Dataset entries:
>> Begin
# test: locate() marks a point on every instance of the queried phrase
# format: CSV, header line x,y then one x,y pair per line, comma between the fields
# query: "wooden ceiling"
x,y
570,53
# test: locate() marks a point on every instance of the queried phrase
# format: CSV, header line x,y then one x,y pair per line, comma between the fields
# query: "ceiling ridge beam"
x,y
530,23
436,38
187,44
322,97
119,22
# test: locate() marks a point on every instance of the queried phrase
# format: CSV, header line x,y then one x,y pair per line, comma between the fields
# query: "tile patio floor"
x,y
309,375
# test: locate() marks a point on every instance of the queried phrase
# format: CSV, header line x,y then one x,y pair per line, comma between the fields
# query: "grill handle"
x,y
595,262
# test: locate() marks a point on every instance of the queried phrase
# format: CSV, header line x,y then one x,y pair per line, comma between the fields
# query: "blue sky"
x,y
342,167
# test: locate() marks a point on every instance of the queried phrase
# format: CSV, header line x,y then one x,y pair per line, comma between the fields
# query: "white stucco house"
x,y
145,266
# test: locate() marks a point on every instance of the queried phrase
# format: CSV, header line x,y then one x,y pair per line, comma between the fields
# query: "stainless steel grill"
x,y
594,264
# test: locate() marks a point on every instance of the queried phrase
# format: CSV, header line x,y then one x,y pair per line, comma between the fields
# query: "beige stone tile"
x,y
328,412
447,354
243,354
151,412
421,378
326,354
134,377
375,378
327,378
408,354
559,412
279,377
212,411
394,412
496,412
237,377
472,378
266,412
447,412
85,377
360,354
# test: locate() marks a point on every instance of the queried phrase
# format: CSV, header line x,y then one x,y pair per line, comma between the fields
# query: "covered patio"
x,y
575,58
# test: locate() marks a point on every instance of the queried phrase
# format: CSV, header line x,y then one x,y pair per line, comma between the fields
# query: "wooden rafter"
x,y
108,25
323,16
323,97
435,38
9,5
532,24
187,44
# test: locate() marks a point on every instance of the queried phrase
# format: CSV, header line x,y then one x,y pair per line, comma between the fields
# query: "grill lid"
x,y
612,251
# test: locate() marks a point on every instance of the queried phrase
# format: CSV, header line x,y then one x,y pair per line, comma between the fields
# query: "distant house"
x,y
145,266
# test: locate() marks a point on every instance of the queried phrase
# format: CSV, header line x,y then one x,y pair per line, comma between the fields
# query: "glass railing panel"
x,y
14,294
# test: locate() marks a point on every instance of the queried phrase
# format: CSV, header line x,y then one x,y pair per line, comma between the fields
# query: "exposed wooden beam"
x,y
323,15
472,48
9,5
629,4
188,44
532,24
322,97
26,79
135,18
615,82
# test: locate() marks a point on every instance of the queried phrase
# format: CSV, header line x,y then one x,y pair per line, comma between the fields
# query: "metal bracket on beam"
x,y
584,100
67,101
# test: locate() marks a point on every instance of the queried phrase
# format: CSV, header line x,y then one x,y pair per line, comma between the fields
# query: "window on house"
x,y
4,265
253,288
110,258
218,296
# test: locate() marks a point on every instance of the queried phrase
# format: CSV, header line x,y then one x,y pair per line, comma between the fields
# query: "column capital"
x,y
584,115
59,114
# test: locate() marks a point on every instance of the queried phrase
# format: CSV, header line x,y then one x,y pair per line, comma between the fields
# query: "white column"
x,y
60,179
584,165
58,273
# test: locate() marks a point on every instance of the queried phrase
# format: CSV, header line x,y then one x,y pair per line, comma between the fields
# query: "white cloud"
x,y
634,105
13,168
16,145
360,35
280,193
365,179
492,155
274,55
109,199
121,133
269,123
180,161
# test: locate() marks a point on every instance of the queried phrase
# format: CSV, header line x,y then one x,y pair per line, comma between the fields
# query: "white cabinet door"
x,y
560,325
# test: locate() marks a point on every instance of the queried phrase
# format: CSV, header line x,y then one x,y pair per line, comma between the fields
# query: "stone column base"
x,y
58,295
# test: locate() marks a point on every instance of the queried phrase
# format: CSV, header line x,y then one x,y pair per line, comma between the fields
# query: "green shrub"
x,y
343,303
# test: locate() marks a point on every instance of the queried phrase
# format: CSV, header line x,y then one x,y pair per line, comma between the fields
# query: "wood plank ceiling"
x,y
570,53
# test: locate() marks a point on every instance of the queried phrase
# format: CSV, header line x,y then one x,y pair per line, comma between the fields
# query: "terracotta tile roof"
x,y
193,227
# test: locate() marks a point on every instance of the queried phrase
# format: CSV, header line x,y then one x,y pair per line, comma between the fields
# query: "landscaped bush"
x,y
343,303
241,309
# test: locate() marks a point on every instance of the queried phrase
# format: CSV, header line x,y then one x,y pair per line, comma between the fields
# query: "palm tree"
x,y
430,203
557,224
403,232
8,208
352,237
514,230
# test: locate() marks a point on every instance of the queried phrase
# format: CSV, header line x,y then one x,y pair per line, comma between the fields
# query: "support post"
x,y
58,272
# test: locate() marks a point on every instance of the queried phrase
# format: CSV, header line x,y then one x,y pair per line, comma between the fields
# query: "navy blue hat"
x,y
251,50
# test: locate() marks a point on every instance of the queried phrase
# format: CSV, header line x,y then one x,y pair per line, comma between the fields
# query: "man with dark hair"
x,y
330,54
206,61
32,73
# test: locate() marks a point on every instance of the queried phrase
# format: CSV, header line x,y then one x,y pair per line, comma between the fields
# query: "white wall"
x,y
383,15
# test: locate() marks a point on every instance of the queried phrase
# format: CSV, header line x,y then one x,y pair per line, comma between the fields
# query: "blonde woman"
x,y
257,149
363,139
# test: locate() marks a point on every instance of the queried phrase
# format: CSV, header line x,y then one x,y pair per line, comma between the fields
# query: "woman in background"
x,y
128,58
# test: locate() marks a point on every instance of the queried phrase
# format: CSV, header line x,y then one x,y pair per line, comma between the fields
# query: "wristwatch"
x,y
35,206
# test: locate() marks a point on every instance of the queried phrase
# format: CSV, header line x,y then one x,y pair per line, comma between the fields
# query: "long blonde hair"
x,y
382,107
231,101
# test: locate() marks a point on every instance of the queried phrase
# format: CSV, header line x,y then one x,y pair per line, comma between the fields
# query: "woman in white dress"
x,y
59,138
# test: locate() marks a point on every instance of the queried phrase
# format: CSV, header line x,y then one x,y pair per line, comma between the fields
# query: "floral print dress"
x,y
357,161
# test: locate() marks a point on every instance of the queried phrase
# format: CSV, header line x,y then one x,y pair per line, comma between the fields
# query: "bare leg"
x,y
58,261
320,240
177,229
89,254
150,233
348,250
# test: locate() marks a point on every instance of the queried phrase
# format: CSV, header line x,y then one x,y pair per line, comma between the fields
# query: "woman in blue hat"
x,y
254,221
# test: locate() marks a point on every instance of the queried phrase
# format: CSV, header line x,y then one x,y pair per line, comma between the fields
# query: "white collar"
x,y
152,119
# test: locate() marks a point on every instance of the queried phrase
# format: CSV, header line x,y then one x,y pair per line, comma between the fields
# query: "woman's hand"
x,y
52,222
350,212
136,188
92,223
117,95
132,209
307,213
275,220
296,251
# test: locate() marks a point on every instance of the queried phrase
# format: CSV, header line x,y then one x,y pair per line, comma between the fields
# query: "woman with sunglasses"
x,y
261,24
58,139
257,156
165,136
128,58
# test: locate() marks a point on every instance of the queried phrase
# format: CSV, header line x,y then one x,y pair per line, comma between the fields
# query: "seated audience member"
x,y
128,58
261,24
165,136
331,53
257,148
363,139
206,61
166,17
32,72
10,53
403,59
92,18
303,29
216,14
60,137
>> End
**Exercise:** Return all of the data precisely as it appears.

**Answer for the task:**
# test: locate() marks a point on every instance of the queried phrase
# format: CSV, header line x,y then one x,y pair per line, comma between the fields
# query: "wooden ceiling"
x,y
570,53
# test: locate() marks a point on every instance of the queried phrase
# format: CSV, header line x,y then one x,y pair per line, comma between the fields
# query: "ceiling ridge beam"
x,y
530,23
436,38
187,44
322,97
119,22
# test: locate() marks a point on every instance of the queried phrase
# format: CSV, header line x,y then one x,y pair per line, comma between the fields
# query: "tile patio floor"
x,y
309,375
# test: locate() marks a point on every instance of the queried phrase
# format: CSV, header line x,y then one x,y pair per line, comma between the fields
# query: "grill handle"
x,y
595,262
# test: locate() marks a point on every instance of the queried phrase
# format: CSV, header line x,y then one x,y pair per line, comma between the fields
# query: "blue sky"
x,y
342,167
# test: locate() marks a point on every instance of the queried phrase
# format: CSV, header line x,y then one x,y pair per line, comma between the fields
# query: "white stucco house"
x,y
145,266
# test: locate() marks a point on every instance of the queried phrase
# format: CSV, header line x,y then one x,y pair per line, comma between the fields
# query: "stainless steel grill"
x,y
594,264
# test: locate() marks a point on every instance of the queried phrase
# format: CSV, header line x,y then one x,y pair per line, comma between the fields
# query: "beige stone tile"
x,y
328,412
447,354
243,354
151,412
421,378
326,354
134,377
375,378
327,378
408,354
559,412
279,377
212,411
394,412
496,412
237,377
472,378
266,412
447,412
85,377
360,354
# test: locate() marks a point on every instance of the queried phrase
# format: CSV, header line x,y then one x,y pair per line, comma between the fields
# query: "covered patio"
x,y
575,58
# test: locate() marks a point on every instance of the queried phrase
# format: CSV, header line x,y then one x,y pair per line, comma between the fields
# query: "wooden rafter"
x,y
108,25
323,16
323,97
435,38
9,5
532,24
187,44
# test: locate() marks a point on every instance of the queried phrase
# format: CSV, header line x,y then one x,y pair per line, comma between the fields
# query: "grill lid"
x,y
612,251
# test: locate() marks a point on every instance of the queried phrase
# format: CSV, header line x,y then one x,y pair per line, comma between the fields
# query: "distant house"
x,y
145,266
# test: locate() marks a point on every instance of the queried phrase
# format: CSV, header line x,y then one x,y pair per line, comma between the fields
# query: "glass railing panel"
x,y
14,294
# test: locate() marks a point on every instance of the queried phrase
# format: CSV, header line x,y then one x,y pair per line, comma between the fields
# query: "exposed wooden beam"
x,y
323,15
472,48
9,5
629,4
188,44
532,24
322,97
26,79
135,18
615,82
# test: locate() marks a point on every instance of the queried phrase
# format: CSV, header line x,y then one x,y pair per line, comma between the fields
# query: "metal bracket on beam"
x,y
584,100
67,101
# test: locate() marks a point on every instance of the queried phrase
# format: CSV, header line x,y then one x,y pair per line, comma between the fields
# query: "window on house"
x,y
4,265
253,288
110,258
218,296
# test: locate() marks a point on every instance of the queried phrase
# format: CSV, header line x,y then one x,y pair per line, comma between the fields
# query: "column capital"
x,y
584,115
59,114
# test: locate() marks a point on every instance of the queried phrase
# format: CSV, header line x,y then one x,y pair per line, comma between the fields
# query: "white column"
x,y
60,179
584,165
58,273
# test: locate() marks a point on every instance of the queried phrase
# format: CSV, header line x,y then one x,y pair per line, comma between the fields
# query: "white cloud"
x,y
634,105
13,168
16,145
360,35
280,193
365,179
492,155
274,55
109,199
121,133
269,123
180,161
# test: locate() marks a point on every instance of the queried phrase
# format: CSV, header line x,y then one x,y pair per line, comma between the fields
# query: "white cabinet door"
x,y
560,325
# test: locate() marks a point on every instance of the queried phrase
# format: CSV, header line x,y then one x,y pair per line, comma between the fields
# query: "stone column base"
x,y
58,295
# test: locate() marks a point on every instance of the queried phrase
# format: CSV, header line x,y then one x,y pair per line, comma between the fields
# query: "green shrub"
x,y
343,303
# test: locate() marks a point on every instance of the queried phrase
# format: CSV, header line x,y then one x,y pair per line, comma between the fields
# query: "wood plank ceiling"
x,y
570,53
# test: locate() marks a point on every instance of the queried phrase
# format: CSV, header line x,y then one x,y pair per line, comma between the fields
# query: "terracotta tile roof"
x,y
193,227
# test: locate() marks a point on every instance of the queried phrase
# format: CSV, header line x,y then one x,y pair per line, comma between the fields
# query: "landscaped bush"
x,y
343,303
241,309
# test: locate() marks a point on every instance of the queried phrase
# format: CSV, header line x,y then one x,y pair per line, comma between the fields
# query: "palm tree"
x,y
430,203
557,224
403,232
8,208
352,237
514,230
# test: locate() marks a point on every instance of the queried phrase
# format: CSV, header line x,y then one x,y pair per line, comma between the fields
# query: "support post"
x,y
58,272
# test: locate() marks a point on every instance of the queried phrase
# format: CSV, header line x,y then one x,y pair per line, comma between the fields
# query: "navy blue hat"
x,y
251,50
# test: locate() marks a point on every instance of the queried phrase
# format: CSV, header line x,y then one x,y pair per line, comma between the fields
# query: "man with dark hair"
x,y
330,54
206,61
32,73
# test: locate() marks a point on every instance of the queried phrase
# format: CSV, header line x,y then one x,y pair per line, comma between the fields
# query: "white wall"
x,y
383,15
# test: locate() marks a point on every instance of the queried phrase
# format: CSV, header line x,y then one x,y pair per line, comma between the fields
# query: "blonde woman"
x,y
257,149
363,139
# test: locate() marks a point on every instance of the queried phrase
# format: CSV, header line x,y then one x,y pair per line, comma between the fields
# query: "woman in background"
x,y
128,58
# test: locate() marks a point on every instance of the queried phrase
# format: CSV, header line x,y then one x,y pair per line, comma between the fields
# query: "wristwatch"
x,y
35,206
# test: locate() marks a point on every instance of the queried phrase
# format: CSV, header line x,y then one x,y pair per line, comma between the fields
# query: "long blonde hair"
x,y
382,107
231,101
# test: locate() marks a point on every instance of the queried phrase
# format: CSV, header line x,y then one x,y pair per line, comma between the fields
# query: "woman in white dress"
x,y
59,138
# test: locate() marks a point on every instance of the queried phrase
# format: CSV, header line x,y then one x,y pair per line, comma between the fields
# query: "floral print dress"
x,y
357,161
# test: locate() marks a point on every instance of the queried phrase
# format: CSV, header line x,y then one x,y pair per line, comma between the fields
# query: "bare leg"
x,y
58,261
320,240
177,229
89,254
150,233
348,250
# test: locate() marks a point on every instance of the queried phrase
# format: CSV, header line x,y then one x,y pair per line, comma between the fields
# query: "woman in blue hat"
x,y
254,221
# test: locate() marks a point on every instance of the queried phrase
# format: CSV, header line x,y then one x,y pair per line, comma between the fields
# query: "white collar"
x,y
152,119
# test: locate() marks a point on every instance of the queried phrase
# format: CSV, header line x,y then one x,y pair per line, comma between the fields
# query: "woman's hand"
x,y
52,222
350,212
136,188
92,223
117,95
132,209
307,213
275,220
296,251
# test: locate() marks a point on every instance of the queried phrase
# format: CSV, header line x,y then one x,y pair per line, comma between the fields
# query: "woman with sunglasses"
x,y
261,24
58,139
257,156
165,136
128,58
# test: locate() marks a point on every instance of the queried phrase
# format: CSV, header line x,y then one x,y pair per line, comma between the fields
# query: "seated audience member"
x,y
128,58
261,24
165,136
331,53
257,148
363,139
206,61
166,17
32,72
10,53
403,59
92,18
303,29
216,14
60,137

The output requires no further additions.